Text section =>
=====

It's been a long, rainy summer here, and we just recently got the string trimmer running. The weeds are tall - some of them as tall as me. I know string trimmers are really made to trim the tall grass around the base of trees or under fences, but I figured using the trimmer to cut the tall weeds would be OK.
I was wrong.
First of all, when the trimmer is going full-tilt, it still needs a little time to 'wear away' at those thick, woody stems. If you're not paying attention, the string will actually get wrapped around one, and it'll come near pulling the trimmer right out of your hands. Fighting a string trimmer is not fun, and leaves a body really, really sore.
Meanwhile, there is plant matter flotsam everywhere, and I do mean everywhere. Places we don't mention in polite company. When you mow, all the flotsam shoots out the shooting-out place on the side of the mower, but with a string trimmer, everywhere is the shooting-out place. My clothes are green, my shoes are green, my neck is green, and there are chunks of flotsam stuck to my glasses. It's itchy and unpleasant.
But the unpleasant-est part of all was when I was bush-hogging under the peach tree. The weeds were a few feet tall, but fairly tender, so they were falling, and falling fast. It was going well. I was beginning to think this was actually kinda great. About that time, that moment when I thought, 'Hey, this is kinda great', something flew up and hit me about 6 inches below my right shoulder.

=====

Records to use =>
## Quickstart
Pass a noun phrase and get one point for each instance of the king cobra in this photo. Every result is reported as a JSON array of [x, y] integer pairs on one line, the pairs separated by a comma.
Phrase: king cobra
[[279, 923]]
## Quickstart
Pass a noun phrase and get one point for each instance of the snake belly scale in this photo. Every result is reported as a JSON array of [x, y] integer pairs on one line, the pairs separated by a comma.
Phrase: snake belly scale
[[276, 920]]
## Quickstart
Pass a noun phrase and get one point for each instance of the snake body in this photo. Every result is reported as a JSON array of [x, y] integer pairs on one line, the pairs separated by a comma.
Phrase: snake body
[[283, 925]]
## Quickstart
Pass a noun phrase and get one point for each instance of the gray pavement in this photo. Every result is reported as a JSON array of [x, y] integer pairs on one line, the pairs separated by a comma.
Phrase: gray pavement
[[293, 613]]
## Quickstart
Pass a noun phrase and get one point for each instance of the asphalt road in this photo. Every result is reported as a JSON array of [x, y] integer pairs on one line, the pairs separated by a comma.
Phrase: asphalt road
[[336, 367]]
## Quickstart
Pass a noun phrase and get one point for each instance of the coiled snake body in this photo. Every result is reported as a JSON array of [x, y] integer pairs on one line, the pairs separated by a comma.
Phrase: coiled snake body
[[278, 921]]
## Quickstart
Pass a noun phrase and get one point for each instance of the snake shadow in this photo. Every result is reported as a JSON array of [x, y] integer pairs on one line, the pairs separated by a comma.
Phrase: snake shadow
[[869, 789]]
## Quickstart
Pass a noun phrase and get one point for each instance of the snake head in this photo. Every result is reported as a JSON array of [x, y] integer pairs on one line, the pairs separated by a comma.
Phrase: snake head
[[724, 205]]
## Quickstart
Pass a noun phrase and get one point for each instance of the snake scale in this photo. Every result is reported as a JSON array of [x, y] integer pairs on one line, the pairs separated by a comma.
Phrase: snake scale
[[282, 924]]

=====

Tasks to perform =>
[1] Write out the string trimmer passage word for word, beginning at the words "First of all, when" and stopping after "itchy and unpleasant.".
[2] Please give the entries again from their start through the line that contains "[[279, 923]]", putting "search term" in place of "noun phrase" and changing nothing else.
The string trimmer passage and the entries are two unrelated sets of material.

Solutions per task =>
[1]
First of all, when the trimmer is going full-tilt, it still needs a little time to 'wear away' at those thick, woody stems. If you're not paying attention, the string will actually get wrapped around one, and it'll come near pulling the trimmer right out of your hands. Fighting a string trimmer is not fun, and leaves a body really, really sore.
Meanwhile, there is plant matter flotsam everywhere, and I do mean everywhere. Places we don't mention in polite company. When you mow, all the flotsam shoots out the shooting-out place on the side of the mower, but with a string trimmer, everywhere is the shooting-out place. My clothes are green, my shoes are green, my neck is green, and there are chunks of flotsam stuck to my glasses. It's itchy and unpleasant.

[2]
## Quickstart
Pass a search term and get one point for each instance of the king cobra in this photo. Every result is reported as a JSON array of [x, y] integer pairs on one line, the pairs separated by a comma.
Phrase: king cobra
[[279, 923]]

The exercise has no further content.